(Data for this task begins)

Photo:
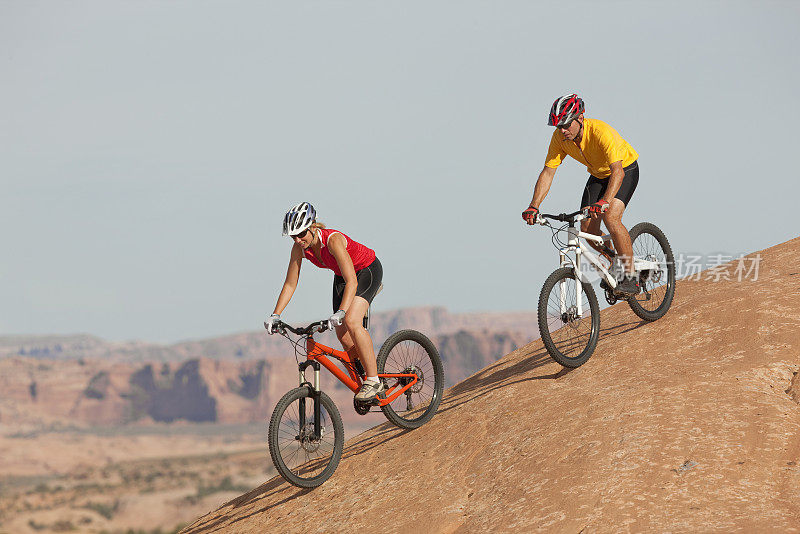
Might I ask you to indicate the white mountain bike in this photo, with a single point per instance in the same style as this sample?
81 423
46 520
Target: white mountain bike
569 315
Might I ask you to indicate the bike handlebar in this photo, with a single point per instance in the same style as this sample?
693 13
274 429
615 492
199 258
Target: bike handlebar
565 217
315 327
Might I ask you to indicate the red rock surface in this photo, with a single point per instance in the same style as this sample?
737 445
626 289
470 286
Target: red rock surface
688 424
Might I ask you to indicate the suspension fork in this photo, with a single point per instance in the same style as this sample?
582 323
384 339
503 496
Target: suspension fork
574 244
315 396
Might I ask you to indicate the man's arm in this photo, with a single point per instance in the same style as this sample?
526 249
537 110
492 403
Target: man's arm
543 184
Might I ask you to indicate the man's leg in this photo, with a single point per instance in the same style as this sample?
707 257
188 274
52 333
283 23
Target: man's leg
592 226
622 239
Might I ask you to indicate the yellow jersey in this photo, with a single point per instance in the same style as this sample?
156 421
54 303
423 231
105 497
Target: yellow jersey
600 146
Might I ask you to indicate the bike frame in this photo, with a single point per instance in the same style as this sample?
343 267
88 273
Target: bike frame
576 247
317 353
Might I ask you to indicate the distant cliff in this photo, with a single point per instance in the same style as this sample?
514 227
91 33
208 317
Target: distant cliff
60 380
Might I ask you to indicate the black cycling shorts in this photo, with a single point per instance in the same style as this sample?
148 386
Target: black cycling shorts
596 187
369 281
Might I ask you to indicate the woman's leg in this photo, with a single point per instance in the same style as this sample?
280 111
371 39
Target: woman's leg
354 336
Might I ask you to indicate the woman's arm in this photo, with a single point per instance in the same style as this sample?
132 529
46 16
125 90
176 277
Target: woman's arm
338 247
292 276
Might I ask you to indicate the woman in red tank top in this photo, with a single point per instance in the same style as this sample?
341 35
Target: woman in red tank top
357 278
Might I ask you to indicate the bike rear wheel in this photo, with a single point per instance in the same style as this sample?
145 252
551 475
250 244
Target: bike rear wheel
406 352
568 338
301 458
658 287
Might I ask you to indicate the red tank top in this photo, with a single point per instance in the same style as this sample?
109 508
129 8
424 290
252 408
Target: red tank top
362 256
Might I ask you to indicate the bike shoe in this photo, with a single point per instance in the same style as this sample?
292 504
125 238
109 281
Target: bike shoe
369 391
628 287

(Data for this task ends)

→ **Work request**: Reproduce the records above exactly, leaving out every picture they contain.

→ **Output below**:
Photo:
Might I ask you to indicate the white mountain bike in this photo, with a single point per instance in the same style as this sample?
81 423
46 520
Target: white mountain bike
569 315
Might I ask you to indicate the bike handlebar in this photo, with a single point per instance in the same style as this sample?
693 13
274 429
615 492
199 258
Target: bike handlebar
565 217
315 327
Might I ask you to indicate the red rock surface in this photo, with a single point per instance in the same style as this sample?
737 445
626 289
470 286
Target: red rock surface
688 424
Might I ask you to indicate the suspension fork in this photo, with a single point per instance in the same style as this sample?
582 323
384 339
503 496
Target: suspension fork
574 244
315 396
Might I ask you to indicate the man's arm in this photo, with a single point per instance in the same style as this sample?
526 249
537 110
492 403
Target: man's arm
543 184
Might I ask you to indicate the man's leg in this photo, with a single point per instance in the same style as this sample?
707 257
188 274
52 333
283 23
Target: man's leg
592 226
622 239
Might I ask you to indicate the yellow jersey in this photo, with a single point per instance in the same style as this sample?
156 421
54 303
423 231
105 497
Target: yellow jersey
600 146
Might I ask you to indicate the bike frame in this photo, with a single point per instance in the same style as this sample?
343 267
88 273
Target: bike frame
576 247
317 353
Might I ask you to indicate the distant cliff in this photo, with a single point per instance in the same style as this sample?
514 227
91 33
208 317
Target: distant cliff
60 380
Might I ask you to indicate the black cycling shorts in this photo, with a single point per instance in the same style as this sample?
148 386
Target: black cycling shorts
596 187
369 281
Might I ask you to indicate the woman's leg in this photo, with a single point per instance in the same style as this sample?
280 111
371 39
Target: woman's leg
354 336
Might I ask you to indicate the woman's arm in this photo, with a single point per instance in the same style as this sample?
132 529
46 16
125 90
176 277
Target: woman's arm
338 247
292 276
Might I ask you to indicate the woman in red tank top in this photo, with a single point per instance in the same style as this sample?
341 35
Target: woman in red tank top
357 278
Might I ask you to indicate the bike rear wheel in this photo, with a single point per instance in the same style as this sample?
145 252
551 475
250 244
Target: bike rear wheel
406 352
568 338
301 458
658 287
Might I ask you to indicate the red tank top in this photo, with a single point per instance in the same style as this sample?
109 508
129 8
424 290
252 408
Target: red tank top
362 256
Might I ask you to indicate the bike shoe in this photo, with a single point per instance in the same style as this sample?
292 504
125 238
109 281
Target: bike shoe
369 391
628 287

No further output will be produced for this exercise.